■ EXERCISE PROMPT ■
Go through the items below and copy out every line that contains the word "black".
################
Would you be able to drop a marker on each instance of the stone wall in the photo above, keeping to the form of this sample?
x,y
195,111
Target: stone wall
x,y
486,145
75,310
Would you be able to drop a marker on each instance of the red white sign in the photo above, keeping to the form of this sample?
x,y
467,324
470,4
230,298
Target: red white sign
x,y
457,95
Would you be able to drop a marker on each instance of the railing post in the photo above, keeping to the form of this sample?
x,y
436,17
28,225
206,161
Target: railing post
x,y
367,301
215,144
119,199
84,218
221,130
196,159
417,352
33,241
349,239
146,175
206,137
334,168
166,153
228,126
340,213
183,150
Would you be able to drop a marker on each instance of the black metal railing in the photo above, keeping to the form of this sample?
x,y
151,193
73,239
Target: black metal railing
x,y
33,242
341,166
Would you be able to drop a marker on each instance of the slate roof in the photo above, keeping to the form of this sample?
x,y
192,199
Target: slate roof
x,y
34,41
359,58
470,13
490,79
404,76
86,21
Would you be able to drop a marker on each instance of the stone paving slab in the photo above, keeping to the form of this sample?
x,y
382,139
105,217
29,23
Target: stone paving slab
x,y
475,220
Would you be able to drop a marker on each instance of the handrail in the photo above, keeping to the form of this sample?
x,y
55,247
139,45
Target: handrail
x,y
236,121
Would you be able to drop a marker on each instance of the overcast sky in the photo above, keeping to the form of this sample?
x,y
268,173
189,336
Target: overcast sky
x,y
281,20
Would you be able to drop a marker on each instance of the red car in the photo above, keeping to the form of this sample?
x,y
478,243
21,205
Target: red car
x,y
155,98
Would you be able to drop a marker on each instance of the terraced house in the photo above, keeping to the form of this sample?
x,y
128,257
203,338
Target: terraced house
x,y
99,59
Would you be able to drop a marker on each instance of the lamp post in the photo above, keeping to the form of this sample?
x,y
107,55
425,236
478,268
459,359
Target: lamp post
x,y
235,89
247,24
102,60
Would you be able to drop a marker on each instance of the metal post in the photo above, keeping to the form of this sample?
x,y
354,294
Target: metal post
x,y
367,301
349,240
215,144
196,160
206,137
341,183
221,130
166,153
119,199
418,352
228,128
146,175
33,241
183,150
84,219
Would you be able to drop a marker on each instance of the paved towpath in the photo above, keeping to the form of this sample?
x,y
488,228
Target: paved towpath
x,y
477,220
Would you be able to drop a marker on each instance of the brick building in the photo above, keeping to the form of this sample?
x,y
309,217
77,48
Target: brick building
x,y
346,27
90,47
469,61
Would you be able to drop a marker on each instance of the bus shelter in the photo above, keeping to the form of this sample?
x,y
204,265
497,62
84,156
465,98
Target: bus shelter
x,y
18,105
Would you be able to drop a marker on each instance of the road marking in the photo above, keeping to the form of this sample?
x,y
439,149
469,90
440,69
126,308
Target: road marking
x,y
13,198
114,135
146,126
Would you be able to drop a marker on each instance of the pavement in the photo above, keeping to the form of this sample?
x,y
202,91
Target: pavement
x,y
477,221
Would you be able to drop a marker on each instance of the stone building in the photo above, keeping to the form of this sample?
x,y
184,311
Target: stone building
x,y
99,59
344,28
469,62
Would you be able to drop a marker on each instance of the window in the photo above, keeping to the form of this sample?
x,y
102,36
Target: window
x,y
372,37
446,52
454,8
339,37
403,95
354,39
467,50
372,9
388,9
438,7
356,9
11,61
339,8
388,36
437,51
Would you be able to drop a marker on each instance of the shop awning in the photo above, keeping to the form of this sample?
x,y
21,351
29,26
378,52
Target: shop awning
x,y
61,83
################
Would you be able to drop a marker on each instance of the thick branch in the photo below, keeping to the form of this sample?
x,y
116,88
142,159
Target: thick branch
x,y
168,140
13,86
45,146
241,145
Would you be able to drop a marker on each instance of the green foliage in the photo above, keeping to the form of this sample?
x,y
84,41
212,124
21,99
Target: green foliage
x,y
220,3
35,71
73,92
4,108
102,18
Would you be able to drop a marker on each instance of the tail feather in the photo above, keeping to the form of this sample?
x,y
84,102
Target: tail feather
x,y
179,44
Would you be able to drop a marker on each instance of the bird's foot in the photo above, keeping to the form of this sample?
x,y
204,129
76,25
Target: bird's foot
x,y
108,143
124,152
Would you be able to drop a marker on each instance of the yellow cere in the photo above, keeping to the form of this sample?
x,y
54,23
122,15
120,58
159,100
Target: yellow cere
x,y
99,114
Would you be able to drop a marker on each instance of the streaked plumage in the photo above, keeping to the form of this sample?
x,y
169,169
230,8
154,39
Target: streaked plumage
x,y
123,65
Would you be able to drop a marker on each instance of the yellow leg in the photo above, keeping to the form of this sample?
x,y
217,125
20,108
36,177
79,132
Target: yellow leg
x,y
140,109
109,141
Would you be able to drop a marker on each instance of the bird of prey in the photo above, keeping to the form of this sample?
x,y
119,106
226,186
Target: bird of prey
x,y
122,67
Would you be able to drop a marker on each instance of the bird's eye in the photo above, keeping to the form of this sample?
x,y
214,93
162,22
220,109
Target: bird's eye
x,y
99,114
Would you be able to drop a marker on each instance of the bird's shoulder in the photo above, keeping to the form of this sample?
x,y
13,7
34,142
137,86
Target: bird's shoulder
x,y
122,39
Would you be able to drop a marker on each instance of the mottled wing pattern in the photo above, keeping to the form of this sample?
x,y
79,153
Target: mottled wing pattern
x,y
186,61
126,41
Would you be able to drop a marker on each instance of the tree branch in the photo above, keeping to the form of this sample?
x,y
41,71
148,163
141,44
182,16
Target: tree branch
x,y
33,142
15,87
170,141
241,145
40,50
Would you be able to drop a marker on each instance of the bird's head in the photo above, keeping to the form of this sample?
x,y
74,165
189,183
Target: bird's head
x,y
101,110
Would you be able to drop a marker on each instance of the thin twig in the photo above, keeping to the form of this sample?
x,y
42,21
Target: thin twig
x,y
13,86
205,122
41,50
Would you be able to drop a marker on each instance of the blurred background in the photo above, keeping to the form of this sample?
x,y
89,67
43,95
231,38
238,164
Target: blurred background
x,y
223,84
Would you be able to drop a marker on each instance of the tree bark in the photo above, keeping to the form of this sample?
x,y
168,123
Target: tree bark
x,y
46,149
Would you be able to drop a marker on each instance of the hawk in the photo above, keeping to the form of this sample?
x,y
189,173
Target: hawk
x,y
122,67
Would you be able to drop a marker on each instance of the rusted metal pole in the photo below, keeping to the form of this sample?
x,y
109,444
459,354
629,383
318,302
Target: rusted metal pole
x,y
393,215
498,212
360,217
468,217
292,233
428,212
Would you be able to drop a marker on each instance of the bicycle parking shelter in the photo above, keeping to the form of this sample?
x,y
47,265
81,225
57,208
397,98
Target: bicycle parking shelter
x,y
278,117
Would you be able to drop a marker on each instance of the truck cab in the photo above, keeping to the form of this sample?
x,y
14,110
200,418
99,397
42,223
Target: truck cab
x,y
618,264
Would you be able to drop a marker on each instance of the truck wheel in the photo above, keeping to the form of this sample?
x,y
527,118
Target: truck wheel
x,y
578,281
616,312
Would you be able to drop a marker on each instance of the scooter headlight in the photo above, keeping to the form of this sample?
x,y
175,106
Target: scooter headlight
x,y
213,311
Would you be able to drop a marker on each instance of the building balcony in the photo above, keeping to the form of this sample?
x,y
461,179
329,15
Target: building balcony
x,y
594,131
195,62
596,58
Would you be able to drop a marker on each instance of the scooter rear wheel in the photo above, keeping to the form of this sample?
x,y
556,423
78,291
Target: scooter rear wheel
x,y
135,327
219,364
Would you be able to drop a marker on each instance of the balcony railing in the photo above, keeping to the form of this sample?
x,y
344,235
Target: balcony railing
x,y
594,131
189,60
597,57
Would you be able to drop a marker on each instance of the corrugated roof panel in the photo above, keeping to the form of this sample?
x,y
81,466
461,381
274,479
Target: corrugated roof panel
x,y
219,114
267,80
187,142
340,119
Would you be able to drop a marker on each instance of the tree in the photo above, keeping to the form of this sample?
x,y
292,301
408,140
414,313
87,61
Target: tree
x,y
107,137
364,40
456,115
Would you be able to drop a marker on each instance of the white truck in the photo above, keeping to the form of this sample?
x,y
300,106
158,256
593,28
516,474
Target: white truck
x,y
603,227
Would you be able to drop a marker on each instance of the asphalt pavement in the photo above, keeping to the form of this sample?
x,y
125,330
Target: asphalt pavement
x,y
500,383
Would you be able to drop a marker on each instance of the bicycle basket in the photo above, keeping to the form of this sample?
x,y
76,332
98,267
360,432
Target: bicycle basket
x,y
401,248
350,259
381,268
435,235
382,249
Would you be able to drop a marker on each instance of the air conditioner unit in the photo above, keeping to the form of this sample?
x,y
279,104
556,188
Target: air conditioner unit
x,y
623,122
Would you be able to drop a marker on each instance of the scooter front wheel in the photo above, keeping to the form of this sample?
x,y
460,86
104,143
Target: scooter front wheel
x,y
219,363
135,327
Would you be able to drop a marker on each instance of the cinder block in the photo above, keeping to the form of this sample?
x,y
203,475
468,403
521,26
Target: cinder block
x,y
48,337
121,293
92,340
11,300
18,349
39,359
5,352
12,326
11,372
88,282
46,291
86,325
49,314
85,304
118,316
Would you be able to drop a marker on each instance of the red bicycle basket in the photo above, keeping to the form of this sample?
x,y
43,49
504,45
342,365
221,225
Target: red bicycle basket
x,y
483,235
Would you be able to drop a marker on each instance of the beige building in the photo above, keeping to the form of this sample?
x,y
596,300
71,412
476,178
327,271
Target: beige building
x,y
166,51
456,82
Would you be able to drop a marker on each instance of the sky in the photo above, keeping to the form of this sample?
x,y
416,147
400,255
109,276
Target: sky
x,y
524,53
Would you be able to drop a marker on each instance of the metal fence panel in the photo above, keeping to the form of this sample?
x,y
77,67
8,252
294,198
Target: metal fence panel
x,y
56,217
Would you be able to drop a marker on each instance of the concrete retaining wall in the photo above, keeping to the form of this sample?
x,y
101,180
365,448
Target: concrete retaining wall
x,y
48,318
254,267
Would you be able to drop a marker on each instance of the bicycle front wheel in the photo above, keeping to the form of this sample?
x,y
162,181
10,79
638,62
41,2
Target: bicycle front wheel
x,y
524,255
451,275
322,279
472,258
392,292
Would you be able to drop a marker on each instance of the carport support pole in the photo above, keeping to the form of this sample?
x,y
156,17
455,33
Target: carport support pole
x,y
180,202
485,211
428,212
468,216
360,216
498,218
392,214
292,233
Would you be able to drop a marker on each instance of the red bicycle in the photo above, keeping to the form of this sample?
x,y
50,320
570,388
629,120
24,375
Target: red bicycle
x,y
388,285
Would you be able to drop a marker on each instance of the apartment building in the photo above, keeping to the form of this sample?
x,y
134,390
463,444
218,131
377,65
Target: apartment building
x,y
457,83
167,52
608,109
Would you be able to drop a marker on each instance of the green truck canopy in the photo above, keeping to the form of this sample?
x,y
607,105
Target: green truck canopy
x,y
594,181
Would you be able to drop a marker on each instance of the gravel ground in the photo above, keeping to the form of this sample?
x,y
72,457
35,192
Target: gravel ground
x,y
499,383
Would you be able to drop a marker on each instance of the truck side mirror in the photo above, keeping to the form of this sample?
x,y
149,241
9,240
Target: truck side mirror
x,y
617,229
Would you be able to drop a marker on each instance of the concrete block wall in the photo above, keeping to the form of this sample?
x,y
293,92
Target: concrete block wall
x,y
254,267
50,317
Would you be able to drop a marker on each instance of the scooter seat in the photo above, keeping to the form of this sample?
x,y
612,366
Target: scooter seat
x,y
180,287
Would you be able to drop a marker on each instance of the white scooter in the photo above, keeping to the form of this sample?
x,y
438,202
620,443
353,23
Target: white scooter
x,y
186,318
################
■ WRITTEN SOLUTION ■
Would you be able to drop a marker on each instance of the black metal railing in the photo above, keeping to the form of this sample?
Target: black metal railing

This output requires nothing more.